* _EXERCISE MATERIAL_
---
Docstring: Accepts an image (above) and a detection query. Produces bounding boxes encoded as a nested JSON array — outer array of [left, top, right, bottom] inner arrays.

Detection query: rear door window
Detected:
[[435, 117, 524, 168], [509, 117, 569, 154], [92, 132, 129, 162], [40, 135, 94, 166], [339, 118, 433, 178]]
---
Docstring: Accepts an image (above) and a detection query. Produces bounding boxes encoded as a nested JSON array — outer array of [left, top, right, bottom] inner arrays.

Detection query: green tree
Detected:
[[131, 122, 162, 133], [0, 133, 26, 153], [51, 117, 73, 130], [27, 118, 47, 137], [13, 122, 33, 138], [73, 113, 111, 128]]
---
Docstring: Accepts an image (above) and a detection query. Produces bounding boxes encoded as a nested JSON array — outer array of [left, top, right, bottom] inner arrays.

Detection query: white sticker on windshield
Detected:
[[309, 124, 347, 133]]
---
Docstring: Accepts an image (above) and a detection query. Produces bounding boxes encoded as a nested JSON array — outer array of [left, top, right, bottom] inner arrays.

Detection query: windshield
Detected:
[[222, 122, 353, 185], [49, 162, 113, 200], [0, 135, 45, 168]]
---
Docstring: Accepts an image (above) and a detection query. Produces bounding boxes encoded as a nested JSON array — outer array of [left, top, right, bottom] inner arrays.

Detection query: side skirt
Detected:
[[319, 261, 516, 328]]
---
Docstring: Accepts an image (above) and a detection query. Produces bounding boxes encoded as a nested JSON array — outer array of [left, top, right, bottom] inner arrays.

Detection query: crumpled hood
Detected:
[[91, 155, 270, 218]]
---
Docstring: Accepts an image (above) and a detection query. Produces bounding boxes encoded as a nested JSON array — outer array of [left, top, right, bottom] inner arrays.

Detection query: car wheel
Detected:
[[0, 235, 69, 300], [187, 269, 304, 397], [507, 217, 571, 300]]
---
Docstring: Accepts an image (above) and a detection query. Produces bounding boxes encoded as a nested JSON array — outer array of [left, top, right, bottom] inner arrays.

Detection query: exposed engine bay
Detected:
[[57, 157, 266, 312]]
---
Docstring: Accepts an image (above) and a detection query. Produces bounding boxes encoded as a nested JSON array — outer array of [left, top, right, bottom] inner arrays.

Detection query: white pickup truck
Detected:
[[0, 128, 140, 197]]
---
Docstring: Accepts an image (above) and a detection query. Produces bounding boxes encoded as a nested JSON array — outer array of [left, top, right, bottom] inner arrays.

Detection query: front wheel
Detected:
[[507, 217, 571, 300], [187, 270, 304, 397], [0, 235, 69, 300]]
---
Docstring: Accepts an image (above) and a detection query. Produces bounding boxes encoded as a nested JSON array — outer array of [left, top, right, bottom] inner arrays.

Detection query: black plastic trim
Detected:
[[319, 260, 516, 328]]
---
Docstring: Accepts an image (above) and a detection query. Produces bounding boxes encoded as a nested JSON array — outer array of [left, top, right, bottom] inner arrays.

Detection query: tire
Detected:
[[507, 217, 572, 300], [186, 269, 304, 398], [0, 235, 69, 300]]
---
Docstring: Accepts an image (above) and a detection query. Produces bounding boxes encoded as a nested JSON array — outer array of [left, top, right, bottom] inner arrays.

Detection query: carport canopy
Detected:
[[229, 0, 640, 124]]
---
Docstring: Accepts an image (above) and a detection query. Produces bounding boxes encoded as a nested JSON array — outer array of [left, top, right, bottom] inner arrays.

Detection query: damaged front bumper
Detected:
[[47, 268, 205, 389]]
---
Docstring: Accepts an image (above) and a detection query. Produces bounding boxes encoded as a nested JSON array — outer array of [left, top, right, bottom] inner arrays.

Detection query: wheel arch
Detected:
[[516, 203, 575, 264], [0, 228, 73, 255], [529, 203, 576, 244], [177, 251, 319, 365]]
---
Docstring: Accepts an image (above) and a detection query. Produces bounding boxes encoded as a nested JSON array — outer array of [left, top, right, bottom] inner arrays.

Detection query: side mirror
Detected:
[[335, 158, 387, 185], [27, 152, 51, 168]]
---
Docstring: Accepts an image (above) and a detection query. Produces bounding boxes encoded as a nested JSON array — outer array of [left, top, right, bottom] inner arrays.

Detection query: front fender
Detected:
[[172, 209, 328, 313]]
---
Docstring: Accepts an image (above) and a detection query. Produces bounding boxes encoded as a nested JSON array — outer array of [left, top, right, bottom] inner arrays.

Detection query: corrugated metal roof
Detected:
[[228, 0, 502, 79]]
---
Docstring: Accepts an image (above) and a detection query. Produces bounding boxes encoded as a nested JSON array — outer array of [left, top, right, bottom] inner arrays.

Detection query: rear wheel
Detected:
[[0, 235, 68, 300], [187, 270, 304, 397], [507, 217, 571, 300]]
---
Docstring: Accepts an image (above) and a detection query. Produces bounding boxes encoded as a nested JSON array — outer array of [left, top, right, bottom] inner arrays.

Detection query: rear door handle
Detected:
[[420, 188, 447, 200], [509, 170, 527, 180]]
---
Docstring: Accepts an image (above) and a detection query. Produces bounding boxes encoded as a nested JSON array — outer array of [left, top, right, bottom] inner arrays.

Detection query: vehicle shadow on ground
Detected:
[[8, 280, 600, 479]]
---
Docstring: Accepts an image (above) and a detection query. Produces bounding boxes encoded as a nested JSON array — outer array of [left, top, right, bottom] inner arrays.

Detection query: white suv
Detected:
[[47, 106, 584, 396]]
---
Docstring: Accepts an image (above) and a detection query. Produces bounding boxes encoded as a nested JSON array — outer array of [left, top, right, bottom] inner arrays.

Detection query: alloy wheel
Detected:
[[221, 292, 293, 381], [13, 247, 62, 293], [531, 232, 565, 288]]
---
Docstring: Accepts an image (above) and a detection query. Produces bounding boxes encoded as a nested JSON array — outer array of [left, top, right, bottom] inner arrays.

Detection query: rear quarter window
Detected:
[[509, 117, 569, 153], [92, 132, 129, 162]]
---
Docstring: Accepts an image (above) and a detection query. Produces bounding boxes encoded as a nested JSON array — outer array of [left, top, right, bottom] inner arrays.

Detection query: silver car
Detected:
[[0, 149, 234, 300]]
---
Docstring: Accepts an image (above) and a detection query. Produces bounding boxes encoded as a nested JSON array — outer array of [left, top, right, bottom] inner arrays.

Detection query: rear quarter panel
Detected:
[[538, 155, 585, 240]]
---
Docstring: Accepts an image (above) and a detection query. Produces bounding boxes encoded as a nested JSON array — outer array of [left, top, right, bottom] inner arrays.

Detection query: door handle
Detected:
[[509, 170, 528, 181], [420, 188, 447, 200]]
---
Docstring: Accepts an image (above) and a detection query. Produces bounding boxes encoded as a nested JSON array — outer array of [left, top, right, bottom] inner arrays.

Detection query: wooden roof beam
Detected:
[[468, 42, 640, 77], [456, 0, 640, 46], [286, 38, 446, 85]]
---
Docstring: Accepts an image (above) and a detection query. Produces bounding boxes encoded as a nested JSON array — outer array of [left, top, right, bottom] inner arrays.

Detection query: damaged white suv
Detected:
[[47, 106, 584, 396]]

* _WHAT IS NEEDED_
Show each line from the records above that contains the word "white", reproducing every such line in full.

* _SOLVED EXERCISE_
Detection query: white sticker on windshield
Detection query: white pickup truck
Detection query: white suv
Detection query: damaged white suv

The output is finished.